• [Text]
::::::

Wouldn't mind the ZR2 version of the new one for sure. Out of all the daily's my ZR2 was definitely something I liked having a fair bit.

----------


## jutes

> ahem



Truck is a very generous term for the Odyssey Ute.

----------


## Buster

> Truck is a very generous term for the Odyssey Ute.



Truck is also a very generous term for what most poseurs need them for

----------


## jutes

Better to have, and not need, than to need, and not have.

----------


## Buster

> Better to have, and not need, than to need, and not have.



Not with vehicles

----------


## ExtraSlow

The big truck vs small truck argument is so tired. You don't save much money or fuel going smaller, so just buy whatever you want.

----------


## Buster

> The big truck vs small truck argument is so tired. You don't save much money or fuel going smaller, so just buy whatever you want.



How's your f-350?

----------


## killramos

I think people in general should buy what they want.

----------


## ExtraSlow

I have had heavy duty trucks, and half tons. I'm in a half ton now. Considering going smaller. Just always annoyed when these discussions end up with judgemental bullshit.

::::::

(Source data)
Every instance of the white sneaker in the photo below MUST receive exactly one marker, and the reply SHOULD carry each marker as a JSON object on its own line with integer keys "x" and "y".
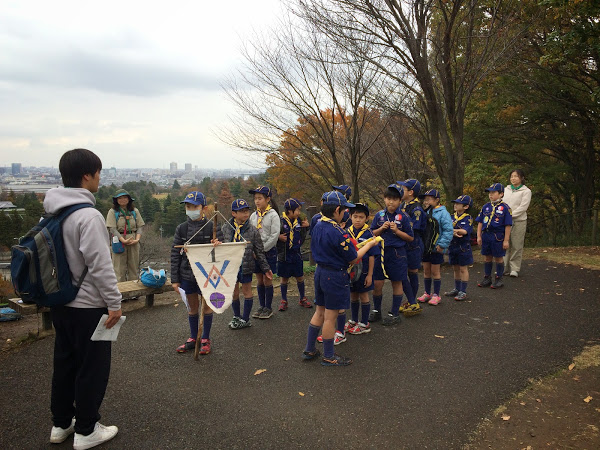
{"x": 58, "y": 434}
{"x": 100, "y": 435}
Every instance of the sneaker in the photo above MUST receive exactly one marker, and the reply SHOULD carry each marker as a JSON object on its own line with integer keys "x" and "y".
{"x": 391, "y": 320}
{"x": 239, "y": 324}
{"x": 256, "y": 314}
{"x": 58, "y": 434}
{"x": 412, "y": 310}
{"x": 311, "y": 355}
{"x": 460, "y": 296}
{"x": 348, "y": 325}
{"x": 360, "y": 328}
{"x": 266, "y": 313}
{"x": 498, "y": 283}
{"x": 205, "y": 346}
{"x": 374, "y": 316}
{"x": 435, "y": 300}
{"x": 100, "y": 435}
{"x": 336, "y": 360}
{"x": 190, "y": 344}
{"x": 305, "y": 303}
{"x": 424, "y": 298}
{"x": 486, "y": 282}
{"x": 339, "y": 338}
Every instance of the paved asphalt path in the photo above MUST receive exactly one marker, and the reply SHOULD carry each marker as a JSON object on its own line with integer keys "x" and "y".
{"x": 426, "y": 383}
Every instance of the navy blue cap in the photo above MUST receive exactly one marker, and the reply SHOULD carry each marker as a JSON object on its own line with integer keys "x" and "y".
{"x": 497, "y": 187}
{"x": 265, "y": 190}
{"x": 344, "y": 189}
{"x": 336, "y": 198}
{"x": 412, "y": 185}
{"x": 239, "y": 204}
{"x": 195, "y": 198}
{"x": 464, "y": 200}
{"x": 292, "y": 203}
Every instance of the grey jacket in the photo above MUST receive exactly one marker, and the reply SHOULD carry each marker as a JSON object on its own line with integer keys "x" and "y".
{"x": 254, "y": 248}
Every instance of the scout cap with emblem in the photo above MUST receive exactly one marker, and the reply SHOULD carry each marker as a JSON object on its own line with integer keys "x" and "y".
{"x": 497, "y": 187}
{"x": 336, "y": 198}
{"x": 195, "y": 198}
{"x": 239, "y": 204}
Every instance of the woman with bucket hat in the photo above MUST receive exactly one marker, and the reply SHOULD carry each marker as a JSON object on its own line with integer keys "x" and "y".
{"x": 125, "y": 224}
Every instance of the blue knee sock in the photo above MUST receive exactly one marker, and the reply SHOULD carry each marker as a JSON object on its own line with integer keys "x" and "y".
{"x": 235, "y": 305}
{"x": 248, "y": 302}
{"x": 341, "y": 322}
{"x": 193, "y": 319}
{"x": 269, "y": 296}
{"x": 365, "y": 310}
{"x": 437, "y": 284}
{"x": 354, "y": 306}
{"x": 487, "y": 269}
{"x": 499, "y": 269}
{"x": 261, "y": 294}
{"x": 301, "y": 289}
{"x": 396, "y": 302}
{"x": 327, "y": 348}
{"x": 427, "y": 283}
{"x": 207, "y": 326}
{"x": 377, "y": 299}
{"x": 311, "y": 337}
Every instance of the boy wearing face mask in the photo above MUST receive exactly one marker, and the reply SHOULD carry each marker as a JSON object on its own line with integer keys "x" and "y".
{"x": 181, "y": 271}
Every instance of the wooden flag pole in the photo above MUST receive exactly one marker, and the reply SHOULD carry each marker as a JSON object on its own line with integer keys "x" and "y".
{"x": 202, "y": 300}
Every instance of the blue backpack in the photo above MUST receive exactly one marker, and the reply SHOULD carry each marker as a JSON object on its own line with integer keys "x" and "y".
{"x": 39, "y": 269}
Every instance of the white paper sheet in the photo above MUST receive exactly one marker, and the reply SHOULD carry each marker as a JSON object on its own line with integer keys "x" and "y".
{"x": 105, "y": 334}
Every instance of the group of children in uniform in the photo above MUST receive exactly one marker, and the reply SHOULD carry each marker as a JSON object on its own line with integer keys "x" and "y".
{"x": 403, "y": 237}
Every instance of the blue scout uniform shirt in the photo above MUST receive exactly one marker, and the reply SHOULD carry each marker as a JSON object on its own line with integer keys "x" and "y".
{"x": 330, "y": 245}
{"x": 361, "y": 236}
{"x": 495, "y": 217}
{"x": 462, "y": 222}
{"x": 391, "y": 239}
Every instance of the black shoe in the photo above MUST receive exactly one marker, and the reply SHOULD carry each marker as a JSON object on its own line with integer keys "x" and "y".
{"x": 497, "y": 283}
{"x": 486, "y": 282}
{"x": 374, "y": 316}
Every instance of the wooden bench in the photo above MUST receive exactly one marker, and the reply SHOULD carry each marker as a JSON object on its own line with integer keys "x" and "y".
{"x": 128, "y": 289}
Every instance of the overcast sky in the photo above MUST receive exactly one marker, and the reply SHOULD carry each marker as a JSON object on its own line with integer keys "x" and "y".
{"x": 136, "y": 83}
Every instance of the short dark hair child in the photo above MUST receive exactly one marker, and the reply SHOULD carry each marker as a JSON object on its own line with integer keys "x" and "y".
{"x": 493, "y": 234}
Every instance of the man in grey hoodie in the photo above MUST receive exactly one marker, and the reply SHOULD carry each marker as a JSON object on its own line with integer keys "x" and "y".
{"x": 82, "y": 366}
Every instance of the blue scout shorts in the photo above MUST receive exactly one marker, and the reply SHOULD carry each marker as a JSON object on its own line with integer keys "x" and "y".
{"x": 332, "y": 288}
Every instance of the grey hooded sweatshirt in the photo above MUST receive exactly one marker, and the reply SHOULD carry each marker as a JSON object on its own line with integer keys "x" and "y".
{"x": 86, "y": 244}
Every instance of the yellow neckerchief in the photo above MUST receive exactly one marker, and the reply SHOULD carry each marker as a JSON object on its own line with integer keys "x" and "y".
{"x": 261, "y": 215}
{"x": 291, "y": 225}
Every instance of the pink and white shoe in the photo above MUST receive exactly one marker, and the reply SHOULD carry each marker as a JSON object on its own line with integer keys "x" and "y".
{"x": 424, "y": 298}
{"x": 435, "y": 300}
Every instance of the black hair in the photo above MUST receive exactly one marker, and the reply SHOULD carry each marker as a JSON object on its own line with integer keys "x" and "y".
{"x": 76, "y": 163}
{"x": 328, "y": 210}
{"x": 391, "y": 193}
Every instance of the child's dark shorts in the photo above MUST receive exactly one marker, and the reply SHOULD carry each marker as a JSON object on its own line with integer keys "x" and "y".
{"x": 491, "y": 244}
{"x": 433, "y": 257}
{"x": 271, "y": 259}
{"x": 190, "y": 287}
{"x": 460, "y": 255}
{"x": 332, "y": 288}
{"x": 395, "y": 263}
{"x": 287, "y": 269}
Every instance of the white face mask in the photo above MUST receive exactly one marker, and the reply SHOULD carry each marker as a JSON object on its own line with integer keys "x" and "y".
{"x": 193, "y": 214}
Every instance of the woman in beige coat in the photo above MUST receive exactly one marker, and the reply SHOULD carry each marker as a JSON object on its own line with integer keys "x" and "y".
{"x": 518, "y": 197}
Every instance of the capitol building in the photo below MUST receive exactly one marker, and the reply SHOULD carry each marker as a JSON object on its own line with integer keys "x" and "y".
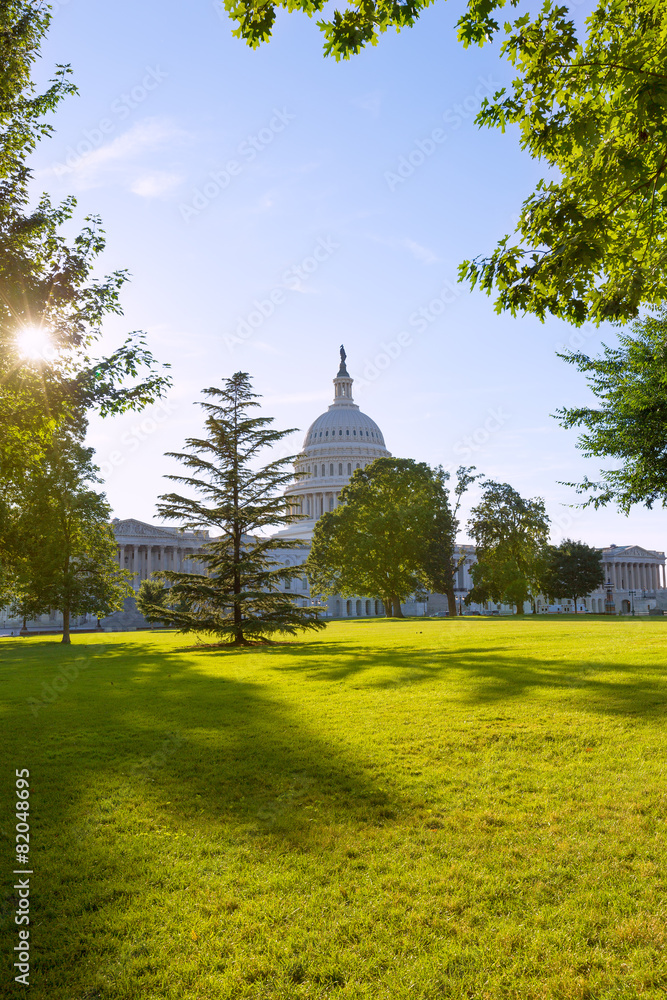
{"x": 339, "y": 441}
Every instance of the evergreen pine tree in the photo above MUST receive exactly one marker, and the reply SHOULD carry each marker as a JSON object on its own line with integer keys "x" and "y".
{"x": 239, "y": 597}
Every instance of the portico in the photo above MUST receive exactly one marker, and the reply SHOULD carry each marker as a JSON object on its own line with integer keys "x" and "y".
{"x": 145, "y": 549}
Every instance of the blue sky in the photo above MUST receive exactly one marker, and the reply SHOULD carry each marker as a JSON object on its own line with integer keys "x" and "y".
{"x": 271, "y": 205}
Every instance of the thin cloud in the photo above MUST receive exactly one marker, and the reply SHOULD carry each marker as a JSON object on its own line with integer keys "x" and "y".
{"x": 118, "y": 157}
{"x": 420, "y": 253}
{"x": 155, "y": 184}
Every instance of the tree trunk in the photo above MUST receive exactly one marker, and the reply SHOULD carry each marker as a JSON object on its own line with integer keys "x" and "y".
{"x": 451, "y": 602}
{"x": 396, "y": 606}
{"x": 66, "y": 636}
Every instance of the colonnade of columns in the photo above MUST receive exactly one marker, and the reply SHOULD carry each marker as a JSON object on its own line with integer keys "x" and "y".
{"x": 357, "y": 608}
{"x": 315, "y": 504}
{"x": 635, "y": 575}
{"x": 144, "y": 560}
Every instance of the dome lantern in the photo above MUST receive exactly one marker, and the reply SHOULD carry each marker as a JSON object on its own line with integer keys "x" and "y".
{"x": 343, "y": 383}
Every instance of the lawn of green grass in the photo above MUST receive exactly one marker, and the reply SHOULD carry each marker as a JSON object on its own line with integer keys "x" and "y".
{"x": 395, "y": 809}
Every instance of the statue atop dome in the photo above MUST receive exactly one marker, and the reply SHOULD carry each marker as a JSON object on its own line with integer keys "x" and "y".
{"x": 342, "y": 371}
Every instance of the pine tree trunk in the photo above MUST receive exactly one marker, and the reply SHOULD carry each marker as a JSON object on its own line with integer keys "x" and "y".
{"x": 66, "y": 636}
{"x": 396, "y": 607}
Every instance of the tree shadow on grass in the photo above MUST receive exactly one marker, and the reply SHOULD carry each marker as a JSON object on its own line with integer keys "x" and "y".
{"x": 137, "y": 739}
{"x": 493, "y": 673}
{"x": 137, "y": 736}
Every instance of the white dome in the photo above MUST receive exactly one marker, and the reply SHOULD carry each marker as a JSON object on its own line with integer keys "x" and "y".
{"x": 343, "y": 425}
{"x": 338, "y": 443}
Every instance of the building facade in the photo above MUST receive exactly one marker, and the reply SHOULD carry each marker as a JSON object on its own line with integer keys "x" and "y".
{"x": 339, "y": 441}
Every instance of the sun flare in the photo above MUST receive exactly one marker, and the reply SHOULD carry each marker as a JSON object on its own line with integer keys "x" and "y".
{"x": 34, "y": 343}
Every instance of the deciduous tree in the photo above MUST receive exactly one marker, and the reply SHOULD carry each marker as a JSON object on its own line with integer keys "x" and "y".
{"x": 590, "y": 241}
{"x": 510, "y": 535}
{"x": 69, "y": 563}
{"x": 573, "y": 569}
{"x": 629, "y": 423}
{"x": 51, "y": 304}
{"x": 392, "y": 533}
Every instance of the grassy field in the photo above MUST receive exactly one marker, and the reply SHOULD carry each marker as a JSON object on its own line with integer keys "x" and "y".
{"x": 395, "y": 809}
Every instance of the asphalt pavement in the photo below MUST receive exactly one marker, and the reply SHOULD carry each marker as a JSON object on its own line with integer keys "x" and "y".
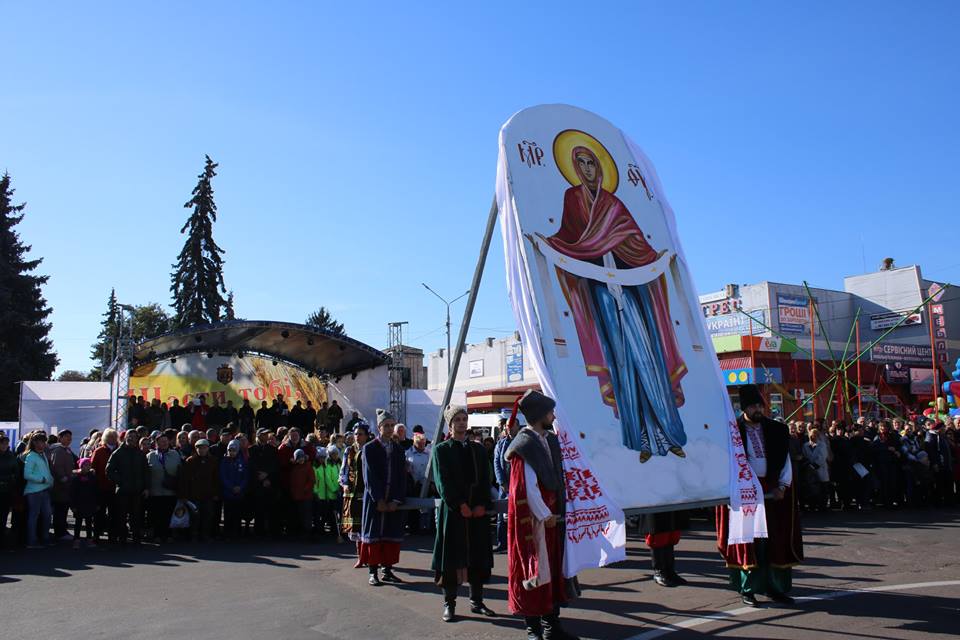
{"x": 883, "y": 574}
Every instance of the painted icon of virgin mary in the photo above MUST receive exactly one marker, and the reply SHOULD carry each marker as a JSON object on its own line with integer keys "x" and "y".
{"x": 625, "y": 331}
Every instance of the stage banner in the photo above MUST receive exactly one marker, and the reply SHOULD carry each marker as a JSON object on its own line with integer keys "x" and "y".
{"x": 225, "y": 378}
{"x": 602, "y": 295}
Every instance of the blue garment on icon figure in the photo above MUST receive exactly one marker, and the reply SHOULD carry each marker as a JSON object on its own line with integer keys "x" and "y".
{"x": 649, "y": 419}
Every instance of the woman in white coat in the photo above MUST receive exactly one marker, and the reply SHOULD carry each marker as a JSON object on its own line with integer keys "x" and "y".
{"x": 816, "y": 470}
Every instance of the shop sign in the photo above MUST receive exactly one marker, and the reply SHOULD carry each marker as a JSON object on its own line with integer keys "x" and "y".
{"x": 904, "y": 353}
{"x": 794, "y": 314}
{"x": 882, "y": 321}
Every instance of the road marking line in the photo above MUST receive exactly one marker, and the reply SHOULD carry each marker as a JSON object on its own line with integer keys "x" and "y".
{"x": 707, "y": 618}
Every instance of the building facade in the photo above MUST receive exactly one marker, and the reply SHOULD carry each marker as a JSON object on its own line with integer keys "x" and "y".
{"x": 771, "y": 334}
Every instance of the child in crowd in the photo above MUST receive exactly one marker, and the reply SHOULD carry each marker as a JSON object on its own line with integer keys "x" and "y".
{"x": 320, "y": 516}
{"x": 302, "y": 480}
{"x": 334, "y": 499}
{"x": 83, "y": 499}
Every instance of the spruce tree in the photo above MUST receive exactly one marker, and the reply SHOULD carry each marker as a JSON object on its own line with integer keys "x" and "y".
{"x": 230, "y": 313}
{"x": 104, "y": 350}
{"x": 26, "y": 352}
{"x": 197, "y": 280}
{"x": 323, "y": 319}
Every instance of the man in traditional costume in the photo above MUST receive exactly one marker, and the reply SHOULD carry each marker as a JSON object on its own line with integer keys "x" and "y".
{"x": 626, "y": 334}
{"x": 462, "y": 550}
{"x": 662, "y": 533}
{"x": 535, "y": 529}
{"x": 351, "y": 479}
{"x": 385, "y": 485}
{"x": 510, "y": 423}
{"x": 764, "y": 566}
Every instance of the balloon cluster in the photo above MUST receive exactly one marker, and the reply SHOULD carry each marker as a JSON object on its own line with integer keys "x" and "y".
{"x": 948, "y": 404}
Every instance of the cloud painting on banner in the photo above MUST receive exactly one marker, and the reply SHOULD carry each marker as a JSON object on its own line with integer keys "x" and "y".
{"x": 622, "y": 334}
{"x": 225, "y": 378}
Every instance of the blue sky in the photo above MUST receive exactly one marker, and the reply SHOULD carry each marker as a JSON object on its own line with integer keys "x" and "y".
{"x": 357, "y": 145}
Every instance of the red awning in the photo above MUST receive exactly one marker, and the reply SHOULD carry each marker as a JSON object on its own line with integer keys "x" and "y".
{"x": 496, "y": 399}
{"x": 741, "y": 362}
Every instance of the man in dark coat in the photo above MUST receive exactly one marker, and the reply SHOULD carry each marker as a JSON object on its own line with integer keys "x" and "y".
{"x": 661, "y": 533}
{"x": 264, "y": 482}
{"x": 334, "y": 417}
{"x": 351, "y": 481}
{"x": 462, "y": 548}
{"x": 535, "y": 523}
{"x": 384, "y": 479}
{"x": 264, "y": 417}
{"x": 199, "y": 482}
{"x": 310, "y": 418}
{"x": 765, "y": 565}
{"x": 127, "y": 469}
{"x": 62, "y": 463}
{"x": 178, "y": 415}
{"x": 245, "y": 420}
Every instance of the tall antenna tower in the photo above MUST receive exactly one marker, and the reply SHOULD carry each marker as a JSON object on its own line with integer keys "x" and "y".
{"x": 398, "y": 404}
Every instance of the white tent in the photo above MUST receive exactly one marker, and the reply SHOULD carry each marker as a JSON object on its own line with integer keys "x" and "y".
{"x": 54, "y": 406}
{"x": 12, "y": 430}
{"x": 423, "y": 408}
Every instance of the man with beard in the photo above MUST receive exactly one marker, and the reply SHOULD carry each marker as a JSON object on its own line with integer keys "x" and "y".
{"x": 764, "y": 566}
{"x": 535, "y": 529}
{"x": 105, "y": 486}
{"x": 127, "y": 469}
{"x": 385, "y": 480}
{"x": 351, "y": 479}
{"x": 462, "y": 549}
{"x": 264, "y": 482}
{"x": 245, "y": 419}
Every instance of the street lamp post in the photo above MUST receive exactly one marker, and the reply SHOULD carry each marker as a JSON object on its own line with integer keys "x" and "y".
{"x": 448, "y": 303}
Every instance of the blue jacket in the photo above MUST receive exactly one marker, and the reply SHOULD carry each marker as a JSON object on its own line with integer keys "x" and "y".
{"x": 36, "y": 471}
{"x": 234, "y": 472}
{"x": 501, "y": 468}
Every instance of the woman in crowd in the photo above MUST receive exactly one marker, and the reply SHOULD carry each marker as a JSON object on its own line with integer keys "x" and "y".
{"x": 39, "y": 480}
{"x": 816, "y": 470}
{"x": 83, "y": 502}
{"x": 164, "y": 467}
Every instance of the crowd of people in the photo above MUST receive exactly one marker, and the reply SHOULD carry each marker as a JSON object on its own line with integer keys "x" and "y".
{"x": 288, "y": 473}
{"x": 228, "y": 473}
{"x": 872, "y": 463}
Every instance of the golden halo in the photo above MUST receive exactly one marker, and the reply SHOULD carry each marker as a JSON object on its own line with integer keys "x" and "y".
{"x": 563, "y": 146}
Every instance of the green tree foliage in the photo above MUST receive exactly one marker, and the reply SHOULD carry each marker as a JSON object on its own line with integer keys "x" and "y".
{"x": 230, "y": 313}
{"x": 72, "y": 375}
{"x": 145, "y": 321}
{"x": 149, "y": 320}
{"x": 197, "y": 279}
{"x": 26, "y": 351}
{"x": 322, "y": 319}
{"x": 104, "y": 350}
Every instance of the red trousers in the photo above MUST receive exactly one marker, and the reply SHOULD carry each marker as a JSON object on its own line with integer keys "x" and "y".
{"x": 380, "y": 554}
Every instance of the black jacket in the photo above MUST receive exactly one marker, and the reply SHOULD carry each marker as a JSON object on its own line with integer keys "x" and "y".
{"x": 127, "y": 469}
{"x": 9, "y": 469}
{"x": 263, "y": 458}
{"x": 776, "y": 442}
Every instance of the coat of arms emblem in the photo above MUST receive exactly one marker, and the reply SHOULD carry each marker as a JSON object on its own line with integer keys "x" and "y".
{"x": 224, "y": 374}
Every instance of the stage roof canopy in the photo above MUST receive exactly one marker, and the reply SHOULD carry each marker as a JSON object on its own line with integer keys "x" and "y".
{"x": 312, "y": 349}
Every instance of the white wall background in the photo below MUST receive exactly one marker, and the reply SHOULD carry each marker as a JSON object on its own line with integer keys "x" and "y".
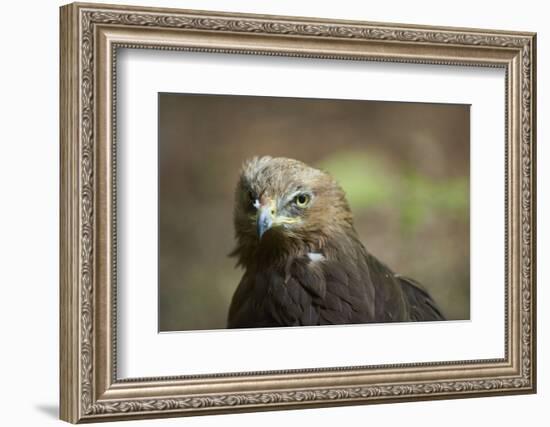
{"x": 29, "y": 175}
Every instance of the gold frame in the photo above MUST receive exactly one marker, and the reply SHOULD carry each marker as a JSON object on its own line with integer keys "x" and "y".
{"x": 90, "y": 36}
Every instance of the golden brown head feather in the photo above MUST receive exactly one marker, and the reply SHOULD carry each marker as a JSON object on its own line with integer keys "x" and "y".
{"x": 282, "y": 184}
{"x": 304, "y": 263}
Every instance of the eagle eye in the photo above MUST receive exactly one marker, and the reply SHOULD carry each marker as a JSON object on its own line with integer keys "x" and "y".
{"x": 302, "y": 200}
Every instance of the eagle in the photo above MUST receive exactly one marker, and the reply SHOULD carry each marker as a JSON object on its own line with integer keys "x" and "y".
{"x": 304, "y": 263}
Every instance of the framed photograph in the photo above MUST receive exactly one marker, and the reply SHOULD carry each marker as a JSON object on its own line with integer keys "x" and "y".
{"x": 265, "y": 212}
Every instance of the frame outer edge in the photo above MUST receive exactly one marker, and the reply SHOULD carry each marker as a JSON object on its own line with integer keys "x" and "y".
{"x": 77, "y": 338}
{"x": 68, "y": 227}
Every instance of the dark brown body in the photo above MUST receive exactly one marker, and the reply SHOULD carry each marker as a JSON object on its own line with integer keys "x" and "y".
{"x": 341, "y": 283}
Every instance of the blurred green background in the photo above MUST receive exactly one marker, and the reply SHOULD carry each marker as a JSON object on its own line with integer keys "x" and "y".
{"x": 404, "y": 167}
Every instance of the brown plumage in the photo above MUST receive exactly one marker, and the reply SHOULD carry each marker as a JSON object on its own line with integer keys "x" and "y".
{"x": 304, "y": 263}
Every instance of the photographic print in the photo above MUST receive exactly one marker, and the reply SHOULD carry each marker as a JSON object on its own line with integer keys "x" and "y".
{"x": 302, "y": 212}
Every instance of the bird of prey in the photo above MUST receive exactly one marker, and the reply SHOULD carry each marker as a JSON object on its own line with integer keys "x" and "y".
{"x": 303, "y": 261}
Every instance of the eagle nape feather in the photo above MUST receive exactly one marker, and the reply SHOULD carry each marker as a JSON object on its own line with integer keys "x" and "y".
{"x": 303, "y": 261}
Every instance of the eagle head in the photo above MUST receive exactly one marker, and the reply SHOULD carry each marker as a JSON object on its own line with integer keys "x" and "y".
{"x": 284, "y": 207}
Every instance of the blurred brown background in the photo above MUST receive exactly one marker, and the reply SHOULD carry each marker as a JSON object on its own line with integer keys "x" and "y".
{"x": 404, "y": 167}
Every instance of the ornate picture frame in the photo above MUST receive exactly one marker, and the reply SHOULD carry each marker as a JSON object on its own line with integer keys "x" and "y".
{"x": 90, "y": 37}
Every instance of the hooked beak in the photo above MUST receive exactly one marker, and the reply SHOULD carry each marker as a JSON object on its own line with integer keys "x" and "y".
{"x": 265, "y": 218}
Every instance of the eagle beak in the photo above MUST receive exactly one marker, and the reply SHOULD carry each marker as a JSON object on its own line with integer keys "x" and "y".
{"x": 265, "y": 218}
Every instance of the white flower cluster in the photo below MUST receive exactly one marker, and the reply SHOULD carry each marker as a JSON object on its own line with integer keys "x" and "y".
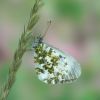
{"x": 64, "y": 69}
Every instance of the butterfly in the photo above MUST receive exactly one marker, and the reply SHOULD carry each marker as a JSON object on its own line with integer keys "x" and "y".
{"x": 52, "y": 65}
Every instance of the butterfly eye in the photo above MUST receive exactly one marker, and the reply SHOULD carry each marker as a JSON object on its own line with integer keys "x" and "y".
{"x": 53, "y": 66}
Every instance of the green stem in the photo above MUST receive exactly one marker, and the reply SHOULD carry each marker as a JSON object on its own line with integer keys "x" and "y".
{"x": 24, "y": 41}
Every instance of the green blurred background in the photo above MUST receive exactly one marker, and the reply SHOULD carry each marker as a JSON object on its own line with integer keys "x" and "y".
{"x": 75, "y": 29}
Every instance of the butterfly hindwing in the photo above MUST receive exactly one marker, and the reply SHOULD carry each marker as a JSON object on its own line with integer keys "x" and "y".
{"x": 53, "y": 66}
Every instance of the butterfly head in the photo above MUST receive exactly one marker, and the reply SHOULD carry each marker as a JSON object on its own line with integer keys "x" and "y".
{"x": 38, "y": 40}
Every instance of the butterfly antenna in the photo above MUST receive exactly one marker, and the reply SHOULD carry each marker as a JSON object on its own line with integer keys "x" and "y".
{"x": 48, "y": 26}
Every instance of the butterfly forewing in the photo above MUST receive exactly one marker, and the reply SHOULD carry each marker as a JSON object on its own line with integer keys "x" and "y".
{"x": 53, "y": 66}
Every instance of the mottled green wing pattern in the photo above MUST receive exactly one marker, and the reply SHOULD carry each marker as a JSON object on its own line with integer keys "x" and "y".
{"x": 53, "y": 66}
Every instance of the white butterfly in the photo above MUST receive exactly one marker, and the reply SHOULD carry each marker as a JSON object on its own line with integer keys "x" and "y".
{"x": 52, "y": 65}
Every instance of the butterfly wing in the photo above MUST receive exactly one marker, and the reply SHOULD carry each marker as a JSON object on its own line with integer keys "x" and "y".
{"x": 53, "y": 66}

::::::

• [List of tasks]
(a) Answer each of the following from the thread, one line per answer:
(i) Which version of the new one would the first poster not mind having?
(ii) What vehicle is called a very generous use of the term "truck"?
(iii) What size of truck is ExtraSlow in now?
(b) Please write out the part of the thread that starts at the words "I have had heavy" and stops after the words "with judgemental bullshit.", keeping the wording unchanged.

• [Answers to the exercises]
(a)
(i) The ZR2 version
(ii) The Odyssey Ute
(iii) A half ton

(b)
I have had heavy duty trucks, and half tons. I'm in a half ton now. Considering going smaller. Just always annoyed when these discussions end up with judgemental bullshit.